> **REQUIREMENTS**
Pull out each line in the material below that contains the string "front", and copy those lines in full. Case matters when matching.

> **INFORMATION GIVEN**
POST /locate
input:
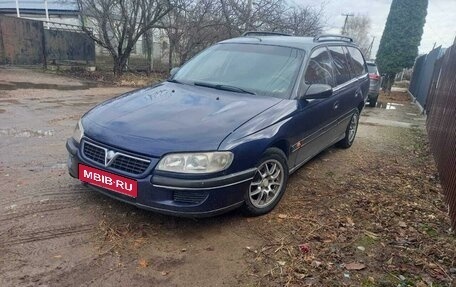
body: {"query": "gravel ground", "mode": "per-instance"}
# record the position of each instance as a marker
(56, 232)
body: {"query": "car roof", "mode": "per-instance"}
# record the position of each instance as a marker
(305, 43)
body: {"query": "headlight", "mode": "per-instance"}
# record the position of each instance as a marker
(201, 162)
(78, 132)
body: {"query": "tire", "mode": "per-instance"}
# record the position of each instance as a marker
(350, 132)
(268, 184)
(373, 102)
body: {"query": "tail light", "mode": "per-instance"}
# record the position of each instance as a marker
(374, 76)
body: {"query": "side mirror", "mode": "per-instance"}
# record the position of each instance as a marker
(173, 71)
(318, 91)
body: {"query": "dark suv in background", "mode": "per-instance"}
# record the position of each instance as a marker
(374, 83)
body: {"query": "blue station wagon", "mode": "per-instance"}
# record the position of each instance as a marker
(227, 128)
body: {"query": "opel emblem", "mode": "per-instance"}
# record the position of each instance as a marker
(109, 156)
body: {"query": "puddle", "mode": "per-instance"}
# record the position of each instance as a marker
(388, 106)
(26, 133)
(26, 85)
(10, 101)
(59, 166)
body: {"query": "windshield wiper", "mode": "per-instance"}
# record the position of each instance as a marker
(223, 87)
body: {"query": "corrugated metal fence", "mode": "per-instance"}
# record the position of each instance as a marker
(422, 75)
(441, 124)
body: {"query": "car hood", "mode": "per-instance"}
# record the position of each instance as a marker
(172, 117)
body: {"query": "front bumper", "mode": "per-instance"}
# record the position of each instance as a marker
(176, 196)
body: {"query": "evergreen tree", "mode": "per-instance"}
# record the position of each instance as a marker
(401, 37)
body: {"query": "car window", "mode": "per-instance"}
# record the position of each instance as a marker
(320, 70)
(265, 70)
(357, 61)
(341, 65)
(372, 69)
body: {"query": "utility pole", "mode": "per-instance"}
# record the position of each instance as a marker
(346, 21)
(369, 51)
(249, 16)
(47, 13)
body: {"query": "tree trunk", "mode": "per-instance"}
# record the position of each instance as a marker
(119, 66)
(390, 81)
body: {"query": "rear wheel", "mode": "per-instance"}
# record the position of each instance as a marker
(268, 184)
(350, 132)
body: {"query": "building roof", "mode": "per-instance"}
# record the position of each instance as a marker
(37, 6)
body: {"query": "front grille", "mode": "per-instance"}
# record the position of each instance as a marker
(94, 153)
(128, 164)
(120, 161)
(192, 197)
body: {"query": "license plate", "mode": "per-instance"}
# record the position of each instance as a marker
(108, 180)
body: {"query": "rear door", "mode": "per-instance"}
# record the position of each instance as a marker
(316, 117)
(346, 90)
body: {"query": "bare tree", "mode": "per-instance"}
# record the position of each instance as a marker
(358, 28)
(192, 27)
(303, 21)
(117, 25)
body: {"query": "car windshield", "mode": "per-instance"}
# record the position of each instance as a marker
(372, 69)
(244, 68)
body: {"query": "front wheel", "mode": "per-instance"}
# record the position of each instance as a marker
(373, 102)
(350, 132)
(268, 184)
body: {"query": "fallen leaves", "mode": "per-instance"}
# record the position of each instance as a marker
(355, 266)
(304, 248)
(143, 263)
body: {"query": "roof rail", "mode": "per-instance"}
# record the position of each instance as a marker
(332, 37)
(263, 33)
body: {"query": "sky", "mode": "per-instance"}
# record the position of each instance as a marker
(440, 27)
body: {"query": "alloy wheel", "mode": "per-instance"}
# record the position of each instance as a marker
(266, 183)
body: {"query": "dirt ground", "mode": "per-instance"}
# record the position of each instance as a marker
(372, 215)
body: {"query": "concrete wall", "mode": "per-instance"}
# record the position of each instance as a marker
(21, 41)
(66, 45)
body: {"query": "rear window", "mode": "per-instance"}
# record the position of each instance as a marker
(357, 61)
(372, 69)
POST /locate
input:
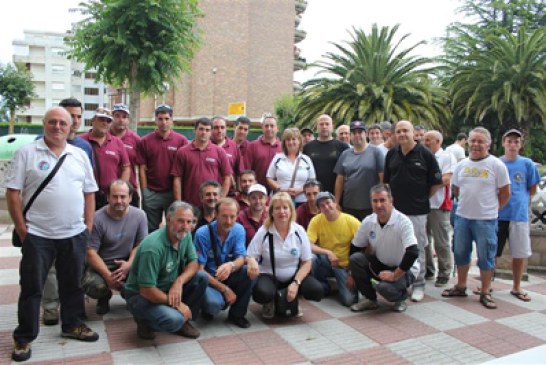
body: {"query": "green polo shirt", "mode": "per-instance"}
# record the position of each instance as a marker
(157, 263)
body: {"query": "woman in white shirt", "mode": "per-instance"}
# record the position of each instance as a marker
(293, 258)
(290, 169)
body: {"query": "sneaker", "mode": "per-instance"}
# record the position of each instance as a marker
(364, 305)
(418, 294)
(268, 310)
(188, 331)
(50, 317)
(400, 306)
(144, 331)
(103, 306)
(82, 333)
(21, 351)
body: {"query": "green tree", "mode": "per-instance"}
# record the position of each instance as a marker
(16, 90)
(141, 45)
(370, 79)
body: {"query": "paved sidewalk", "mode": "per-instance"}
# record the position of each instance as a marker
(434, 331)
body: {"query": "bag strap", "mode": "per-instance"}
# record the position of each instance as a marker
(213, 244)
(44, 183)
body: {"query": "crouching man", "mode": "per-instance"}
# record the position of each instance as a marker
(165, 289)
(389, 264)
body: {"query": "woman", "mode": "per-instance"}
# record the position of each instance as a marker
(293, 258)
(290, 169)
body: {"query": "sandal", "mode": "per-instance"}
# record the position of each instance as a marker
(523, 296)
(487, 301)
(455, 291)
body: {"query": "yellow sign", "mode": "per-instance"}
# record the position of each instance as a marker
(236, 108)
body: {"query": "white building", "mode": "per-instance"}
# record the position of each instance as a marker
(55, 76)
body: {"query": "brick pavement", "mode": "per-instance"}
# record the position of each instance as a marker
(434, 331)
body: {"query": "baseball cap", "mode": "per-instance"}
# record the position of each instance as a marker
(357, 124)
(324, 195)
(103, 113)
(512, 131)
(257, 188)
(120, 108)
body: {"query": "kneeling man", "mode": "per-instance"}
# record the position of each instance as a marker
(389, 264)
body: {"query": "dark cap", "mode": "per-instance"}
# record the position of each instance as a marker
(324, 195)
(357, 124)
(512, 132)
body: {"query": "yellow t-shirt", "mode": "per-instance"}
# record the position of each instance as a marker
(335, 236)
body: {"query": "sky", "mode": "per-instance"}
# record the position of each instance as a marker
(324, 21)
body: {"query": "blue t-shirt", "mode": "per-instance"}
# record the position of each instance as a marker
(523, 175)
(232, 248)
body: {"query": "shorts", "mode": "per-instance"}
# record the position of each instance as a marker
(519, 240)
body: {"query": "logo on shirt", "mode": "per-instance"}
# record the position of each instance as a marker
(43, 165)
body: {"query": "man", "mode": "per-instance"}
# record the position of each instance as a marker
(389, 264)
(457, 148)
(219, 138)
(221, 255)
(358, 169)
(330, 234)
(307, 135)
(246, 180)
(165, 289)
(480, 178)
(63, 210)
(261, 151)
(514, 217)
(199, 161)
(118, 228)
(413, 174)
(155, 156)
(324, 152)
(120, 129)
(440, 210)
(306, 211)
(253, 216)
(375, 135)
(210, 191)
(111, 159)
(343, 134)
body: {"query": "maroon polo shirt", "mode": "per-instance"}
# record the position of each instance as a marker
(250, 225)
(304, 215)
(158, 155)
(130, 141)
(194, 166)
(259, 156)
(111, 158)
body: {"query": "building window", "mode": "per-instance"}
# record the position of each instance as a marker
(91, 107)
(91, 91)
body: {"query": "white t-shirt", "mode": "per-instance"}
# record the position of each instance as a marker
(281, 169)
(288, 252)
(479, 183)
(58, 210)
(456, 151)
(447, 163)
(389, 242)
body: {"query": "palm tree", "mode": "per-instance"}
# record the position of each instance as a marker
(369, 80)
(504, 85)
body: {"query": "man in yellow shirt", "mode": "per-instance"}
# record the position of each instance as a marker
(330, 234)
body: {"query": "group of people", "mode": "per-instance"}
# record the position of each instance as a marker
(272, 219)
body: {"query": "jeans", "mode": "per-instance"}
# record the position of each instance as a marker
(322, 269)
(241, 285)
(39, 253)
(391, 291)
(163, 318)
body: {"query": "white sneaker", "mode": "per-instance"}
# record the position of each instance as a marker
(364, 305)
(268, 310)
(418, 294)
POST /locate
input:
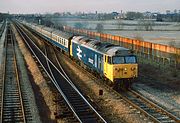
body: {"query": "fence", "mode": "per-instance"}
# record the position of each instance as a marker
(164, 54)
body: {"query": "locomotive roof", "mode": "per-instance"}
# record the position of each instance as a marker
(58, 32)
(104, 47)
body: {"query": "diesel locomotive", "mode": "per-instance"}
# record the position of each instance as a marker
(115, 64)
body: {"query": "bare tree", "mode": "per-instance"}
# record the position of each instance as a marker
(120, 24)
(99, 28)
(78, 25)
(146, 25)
* * *
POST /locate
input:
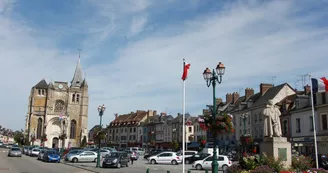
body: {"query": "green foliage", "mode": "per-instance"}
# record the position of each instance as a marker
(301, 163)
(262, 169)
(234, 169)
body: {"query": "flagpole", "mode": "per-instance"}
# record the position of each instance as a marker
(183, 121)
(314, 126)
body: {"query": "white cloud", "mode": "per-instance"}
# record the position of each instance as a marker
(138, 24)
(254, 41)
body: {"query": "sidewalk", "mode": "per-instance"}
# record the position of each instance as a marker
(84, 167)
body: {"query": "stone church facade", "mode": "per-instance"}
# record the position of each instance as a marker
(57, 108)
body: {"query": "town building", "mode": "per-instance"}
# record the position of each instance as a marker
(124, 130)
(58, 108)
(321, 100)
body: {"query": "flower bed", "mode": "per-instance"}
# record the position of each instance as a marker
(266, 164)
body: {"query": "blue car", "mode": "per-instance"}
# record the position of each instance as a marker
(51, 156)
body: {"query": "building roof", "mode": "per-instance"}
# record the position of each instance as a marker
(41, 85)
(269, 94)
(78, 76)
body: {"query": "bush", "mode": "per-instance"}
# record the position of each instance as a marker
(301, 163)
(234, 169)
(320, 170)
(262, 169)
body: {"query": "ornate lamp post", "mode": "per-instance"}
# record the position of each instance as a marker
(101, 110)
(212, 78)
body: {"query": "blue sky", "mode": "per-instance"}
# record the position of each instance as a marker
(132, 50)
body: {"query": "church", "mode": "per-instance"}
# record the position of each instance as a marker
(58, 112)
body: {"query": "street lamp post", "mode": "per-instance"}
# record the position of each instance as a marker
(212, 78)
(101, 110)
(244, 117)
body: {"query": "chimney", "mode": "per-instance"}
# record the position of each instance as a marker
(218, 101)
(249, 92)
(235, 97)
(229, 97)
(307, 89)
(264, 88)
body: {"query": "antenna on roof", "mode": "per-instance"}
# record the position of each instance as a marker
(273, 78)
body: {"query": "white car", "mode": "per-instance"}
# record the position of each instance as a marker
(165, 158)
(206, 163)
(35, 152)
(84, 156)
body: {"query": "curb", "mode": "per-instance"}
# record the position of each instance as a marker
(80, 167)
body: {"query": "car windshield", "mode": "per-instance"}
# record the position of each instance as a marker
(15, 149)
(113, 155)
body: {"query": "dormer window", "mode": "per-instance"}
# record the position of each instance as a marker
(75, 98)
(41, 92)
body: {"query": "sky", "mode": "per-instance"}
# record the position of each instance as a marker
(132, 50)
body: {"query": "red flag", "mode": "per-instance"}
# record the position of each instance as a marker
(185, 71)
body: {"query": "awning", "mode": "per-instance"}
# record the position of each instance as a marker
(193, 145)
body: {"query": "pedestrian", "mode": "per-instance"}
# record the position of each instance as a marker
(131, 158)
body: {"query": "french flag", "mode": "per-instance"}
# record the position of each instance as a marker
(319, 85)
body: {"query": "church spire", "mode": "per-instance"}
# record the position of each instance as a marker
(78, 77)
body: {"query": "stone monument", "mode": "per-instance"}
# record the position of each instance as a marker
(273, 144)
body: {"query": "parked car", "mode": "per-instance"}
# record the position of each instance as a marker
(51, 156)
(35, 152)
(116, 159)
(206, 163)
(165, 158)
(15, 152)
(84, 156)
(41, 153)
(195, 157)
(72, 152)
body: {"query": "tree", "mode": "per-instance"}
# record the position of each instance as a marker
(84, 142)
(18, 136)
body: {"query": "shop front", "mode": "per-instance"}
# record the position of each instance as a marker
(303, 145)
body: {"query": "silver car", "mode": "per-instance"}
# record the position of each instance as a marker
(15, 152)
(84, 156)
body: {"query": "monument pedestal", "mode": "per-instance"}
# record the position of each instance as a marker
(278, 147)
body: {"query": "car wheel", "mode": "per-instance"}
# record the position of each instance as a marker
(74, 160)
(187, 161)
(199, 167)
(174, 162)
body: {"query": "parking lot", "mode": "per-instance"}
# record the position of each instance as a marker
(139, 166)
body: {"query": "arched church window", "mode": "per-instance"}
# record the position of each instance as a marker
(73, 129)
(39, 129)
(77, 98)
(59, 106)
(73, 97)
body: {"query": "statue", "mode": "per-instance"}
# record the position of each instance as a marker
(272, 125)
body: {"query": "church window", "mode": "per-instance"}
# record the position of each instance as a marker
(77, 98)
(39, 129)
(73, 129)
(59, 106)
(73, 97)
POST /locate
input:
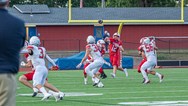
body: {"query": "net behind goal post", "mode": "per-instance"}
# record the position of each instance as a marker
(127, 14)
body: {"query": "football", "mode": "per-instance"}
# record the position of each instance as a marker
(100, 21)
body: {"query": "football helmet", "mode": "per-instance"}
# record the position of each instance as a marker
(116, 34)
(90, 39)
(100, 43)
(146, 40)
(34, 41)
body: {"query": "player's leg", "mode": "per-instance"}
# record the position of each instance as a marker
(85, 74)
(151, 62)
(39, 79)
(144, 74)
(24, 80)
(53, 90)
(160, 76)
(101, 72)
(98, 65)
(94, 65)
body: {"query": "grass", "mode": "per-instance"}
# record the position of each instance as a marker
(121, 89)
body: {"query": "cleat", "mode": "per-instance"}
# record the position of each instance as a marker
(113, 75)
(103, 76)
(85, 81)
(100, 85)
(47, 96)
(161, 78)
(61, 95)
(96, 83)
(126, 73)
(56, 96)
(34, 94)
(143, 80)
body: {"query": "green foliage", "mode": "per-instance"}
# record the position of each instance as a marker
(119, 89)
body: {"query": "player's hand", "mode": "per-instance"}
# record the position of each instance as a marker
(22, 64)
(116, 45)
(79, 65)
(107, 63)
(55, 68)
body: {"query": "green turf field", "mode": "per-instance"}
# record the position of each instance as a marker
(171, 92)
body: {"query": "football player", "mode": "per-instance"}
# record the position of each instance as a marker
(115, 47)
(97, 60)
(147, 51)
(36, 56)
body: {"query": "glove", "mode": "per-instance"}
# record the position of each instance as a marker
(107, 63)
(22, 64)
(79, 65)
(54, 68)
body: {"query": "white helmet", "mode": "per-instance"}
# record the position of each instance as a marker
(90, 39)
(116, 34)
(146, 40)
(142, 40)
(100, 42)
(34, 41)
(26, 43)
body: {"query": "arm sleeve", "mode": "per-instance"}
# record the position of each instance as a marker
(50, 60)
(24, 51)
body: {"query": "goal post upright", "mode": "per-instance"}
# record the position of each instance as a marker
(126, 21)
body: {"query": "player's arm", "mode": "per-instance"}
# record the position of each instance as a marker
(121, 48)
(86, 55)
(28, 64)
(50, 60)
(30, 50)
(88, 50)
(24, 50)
--
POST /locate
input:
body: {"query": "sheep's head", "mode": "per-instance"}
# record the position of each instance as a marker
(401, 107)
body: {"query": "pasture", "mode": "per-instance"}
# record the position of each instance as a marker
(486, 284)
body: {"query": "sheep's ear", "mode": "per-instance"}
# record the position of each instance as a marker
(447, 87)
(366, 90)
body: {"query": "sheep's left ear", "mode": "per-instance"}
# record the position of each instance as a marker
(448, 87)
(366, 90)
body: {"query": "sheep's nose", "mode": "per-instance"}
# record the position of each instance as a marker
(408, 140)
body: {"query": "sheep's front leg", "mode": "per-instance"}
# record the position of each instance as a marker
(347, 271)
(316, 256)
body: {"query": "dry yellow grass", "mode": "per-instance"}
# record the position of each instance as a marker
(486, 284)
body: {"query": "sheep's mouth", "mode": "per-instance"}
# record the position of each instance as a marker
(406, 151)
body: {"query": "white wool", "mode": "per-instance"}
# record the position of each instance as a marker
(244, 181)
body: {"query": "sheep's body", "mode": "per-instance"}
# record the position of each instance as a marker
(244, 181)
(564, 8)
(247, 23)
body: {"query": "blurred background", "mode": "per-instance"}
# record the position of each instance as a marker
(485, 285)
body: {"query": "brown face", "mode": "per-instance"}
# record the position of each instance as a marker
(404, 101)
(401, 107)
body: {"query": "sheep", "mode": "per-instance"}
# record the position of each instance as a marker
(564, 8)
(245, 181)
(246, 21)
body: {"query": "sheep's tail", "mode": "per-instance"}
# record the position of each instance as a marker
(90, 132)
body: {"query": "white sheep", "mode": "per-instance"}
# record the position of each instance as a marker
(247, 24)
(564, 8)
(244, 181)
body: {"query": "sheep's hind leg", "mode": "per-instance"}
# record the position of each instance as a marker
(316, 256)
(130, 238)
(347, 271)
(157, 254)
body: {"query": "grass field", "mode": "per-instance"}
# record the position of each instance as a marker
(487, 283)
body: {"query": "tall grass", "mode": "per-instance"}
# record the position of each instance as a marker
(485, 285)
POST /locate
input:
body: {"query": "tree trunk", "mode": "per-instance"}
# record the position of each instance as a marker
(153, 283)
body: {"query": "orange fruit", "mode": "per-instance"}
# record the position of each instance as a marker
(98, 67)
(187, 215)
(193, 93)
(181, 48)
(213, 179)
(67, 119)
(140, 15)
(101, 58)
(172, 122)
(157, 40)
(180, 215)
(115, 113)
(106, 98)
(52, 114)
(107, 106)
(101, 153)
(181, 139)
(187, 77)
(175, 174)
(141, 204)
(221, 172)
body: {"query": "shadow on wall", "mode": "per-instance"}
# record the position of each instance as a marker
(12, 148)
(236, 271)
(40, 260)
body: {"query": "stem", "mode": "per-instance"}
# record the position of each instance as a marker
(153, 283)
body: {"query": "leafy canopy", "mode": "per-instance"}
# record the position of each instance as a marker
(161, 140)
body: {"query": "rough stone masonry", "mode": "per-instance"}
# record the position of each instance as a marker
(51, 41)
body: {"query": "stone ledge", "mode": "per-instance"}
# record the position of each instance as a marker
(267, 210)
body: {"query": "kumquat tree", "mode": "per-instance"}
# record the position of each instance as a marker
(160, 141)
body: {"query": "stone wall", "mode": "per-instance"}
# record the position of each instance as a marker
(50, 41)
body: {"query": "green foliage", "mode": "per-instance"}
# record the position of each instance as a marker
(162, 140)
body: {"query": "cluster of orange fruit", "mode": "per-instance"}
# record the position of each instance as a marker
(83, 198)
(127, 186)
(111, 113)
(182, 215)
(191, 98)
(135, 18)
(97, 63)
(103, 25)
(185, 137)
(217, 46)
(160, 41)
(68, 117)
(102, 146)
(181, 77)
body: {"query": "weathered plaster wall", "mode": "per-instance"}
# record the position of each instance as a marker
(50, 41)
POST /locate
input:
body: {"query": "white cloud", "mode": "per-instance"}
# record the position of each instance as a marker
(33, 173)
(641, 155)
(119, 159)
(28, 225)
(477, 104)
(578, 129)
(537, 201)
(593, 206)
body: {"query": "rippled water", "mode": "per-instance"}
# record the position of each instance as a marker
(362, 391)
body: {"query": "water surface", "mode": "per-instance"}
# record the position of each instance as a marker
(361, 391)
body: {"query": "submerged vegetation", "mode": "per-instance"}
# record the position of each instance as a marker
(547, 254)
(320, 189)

> **WRITTEN REPLY**
body: {"query": "front bumper", "mode": "per-instance"}
body: {"query": "front grille", "mode": "per-instance"}
body: {"query": "front wheel", "mode": "per-instance"}
body: {"query": "shop front", "mode": "per-instance"}
body: {"query": "sheep's front leg", "mode": "per-instance"}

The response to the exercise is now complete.